## TEXTE FOURNI
J'en ai appris plus sur l'histoire récente du navire grâce au capitaine Mnyanyi, qui a entamé sa carrière sur le Liemba en tant que cadet. C'est un grand gaillard très amical, qui se trouvait sur le bateau lorsque, à deux reprises, celui-ci a servi à rapatrier plus de 75 000 réfugiés congolais en 1997 et plus de 100 000 entre 2012 et 2014. Il m'a dit ne ressentir aucun remords pour avoir ramené les gens chez eux, malgré le fait qu'ils s'étaient installés en Tanzanie, étant donné que la guerre avait cessé dans leur pays. Il a également dirigé le bateau en 2015 lorsque, pendant un mois et demi, le Haut-Commissaire des Nations Unies pour les réfugiés l'a engagé afin qu'il transporte plus de 50 000 réfugiés burundais depuis la plage de Kagunga, en Tanzanie, jusqu'aux camps situés en périphérie de Kigoma. « C'était horrible », s'est rappelé Luleka Mwendesha, un marin de 26 ans. Il n'a fait que neuf des 29 voyages avec les réfugiés, avant de tomber malade. Mwendesha a témoigné du décès d'au moins trois personnes à bord du bateau depuis le début de sa carrière, il y a trois ans. L'hôpital le plus proche se trouve à Kigoma, et souvent, les gens qui doivent être hospitalisés sont amenés à bord alors que le bateau se dirige vers le nord. Parfois, il est trop tard.

Les passagers sont relativement libres de leurs mouvements entre les cabines, de sorte que l'ambiance à bord du navire est bonne.

À l'issue du deuxième jour, Frank Espert, l'Allemand d'âge moyen, s'était décoincé. Il était en débardeur, et à chaque fois que je lui demandais comment il allait, il me répondait : « Parfaitement bien. » Afin de compenser ma première soirée écourtée, je suis restée éveillée tard et ai descendu du Konyagi, une liqueur tanzanienne, et du Stoney, de la bière au gingembre, me joignant au mélange de marins et de voyageurs qui fumaient des joints sur la proue.

## TÂCHE À RÉALISER 1
Recopiez fidèlement le passage du texte fourni en commençant aux mots « Les passagers sont » et en vous arrêtant après les mots « sur la proue. ».
## TÂCHE À RÉALISER 2
D'après le texte fourni, combien de réfugiés burundais le bateau a-t-il transportés en 2015 ?

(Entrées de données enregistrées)
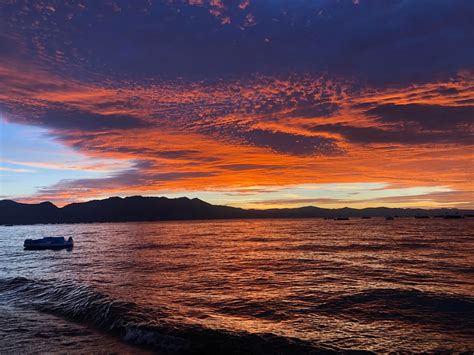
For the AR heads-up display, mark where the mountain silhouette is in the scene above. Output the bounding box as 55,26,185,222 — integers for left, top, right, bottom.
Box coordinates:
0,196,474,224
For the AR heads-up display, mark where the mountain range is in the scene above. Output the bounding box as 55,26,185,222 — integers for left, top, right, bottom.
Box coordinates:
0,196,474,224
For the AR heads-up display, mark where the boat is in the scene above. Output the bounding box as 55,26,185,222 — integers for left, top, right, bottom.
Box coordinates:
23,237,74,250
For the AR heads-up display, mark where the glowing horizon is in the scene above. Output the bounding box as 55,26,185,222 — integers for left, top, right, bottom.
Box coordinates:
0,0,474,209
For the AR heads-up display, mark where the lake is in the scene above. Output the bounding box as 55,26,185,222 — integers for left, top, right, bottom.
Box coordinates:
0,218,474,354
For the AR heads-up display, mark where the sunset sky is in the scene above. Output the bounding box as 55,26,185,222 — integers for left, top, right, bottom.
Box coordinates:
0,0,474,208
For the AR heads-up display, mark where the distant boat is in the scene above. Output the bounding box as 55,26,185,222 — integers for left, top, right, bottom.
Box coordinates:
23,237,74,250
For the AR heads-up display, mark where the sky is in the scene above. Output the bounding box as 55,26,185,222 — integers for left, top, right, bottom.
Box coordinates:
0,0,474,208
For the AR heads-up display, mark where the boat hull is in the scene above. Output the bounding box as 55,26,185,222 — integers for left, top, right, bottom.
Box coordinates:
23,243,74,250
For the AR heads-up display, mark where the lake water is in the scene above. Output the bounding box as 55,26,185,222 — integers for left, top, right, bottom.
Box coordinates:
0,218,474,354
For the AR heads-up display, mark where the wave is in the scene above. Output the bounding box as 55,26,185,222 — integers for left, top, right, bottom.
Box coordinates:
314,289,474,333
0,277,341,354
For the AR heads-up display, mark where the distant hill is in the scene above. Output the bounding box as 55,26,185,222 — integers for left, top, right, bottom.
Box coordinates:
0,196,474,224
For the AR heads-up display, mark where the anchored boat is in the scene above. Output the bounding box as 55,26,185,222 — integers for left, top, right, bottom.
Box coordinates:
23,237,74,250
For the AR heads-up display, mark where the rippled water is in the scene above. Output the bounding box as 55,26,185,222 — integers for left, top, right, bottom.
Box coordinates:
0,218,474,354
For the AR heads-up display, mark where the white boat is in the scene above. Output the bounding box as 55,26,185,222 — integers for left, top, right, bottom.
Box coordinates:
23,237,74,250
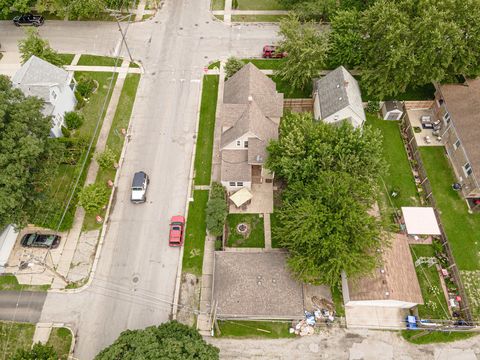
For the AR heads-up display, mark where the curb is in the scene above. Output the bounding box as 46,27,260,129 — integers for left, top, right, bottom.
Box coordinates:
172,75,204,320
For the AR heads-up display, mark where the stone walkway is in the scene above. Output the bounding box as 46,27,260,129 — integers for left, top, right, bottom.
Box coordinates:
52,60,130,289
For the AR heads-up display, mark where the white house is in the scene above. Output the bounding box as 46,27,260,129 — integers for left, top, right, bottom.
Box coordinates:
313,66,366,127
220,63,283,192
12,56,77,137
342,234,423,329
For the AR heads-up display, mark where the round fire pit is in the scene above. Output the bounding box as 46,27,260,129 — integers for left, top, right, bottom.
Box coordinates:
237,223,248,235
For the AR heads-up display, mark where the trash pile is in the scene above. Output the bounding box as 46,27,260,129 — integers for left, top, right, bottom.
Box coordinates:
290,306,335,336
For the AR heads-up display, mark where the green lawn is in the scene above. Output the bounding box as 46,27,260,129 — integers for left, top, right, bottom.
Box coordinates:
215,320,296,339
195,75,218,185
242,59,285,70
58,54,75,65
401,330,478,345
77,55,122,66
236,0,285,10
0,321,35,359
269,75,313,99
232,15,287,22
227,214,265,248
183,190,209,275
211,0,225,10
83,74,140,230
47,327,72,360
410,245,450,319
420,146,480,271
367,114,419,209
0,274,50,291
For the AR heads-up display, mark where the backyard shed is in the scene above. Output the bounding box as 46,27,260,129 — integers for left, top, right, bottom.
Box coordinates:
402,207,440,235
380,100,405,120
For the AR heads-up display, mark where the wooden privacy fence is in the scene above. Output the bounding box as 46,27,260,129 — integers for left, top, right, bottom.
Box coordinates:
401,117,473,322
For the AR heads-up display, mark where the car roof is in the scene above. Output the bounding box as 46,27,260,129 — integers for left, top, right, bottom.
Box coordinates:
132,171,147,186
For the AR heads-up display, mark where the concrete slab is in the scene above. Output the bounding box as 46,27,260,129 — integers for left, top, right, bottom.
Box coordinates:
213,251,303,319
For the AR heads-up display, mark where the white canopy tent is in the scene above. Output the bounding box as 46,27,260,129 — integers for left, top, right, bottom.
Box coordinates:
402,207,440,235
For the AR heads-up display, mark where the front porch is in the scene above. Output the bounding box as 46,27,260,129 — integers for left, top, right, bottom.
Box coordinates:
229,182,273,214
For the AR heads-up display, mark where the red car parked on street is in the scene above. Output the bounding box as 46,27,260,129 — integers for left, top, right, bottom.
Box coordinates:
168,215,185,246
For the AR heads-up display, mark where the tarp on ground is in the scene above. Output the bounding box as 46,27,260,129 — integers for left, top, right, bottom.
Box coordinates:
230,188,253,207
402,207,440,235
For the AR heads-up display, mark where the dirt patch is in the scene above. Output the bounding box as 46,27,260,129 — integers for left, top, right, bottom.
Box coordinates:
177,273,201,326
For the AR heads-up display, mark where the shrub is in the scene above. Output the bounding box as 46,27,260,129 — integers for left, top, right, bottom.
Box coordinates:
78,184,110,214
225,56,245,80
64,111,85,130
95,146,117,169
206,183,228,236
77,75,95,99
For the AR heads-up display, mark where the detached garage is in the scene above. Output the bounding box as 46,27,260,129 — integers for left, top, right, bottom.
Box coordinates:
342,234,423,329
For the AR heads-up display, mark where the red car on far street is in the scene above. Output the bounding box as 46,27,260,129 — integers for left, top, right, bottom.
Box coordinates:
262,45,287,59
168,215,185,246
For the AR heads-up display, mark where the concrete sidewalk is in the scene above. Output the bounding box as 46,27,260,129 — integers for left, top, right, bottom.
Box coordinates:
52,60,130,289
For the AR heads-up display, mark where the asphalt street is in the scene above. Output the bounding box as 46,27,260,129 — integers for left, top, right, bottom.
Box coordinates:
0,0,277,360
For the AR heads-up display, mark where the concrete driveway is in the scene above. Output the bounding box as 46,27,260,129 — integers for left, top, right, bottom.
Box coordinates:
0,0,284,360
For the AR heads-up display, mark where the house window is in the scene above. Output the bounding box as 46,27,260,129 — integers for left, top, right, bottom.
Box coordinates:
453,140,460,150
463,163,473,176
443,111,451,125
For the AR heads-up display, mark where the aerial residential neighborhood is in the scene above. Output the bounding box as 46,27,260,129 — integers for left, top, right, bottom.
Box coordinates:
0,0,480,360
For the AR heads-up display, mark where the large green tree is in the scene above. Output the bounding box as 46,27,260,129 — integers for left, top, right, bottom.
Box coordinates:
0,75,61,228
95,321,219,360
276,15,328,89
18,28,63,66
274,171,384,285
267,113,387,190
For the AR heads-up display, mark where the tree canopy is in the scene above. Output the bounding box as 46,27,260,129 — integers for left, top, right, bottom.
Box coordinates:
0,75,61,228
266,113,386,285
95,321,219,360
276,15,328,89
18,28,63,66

## SOLUTION PROPOSÉE 1
Les passagers sont relativement libres de leurs mouvements entre les cabines, de sorte que l'ambiance à bord du navire est bonne.

À l'issue du deuxième jour, Frank Espert, l'Allemand d'âge moyen, s'était décoincé. Il était en débardeur, et à chaque fois que je lui demandais comment il allait, il me répondait : « Parfaitement bien. » Afin de compenser ma première soirée écourtée, je suis restée éveillée tard et ai descendu du Konyagi, une liqueur tanzanienne, et du Stoney, de la bière au gingembre, me joignant au mélange de marins et de voyageurs qui fumaient des joints sur la proue.

## SOLUTION PROPOSÉE 2
Plus de 50 000 réfugiés burundais.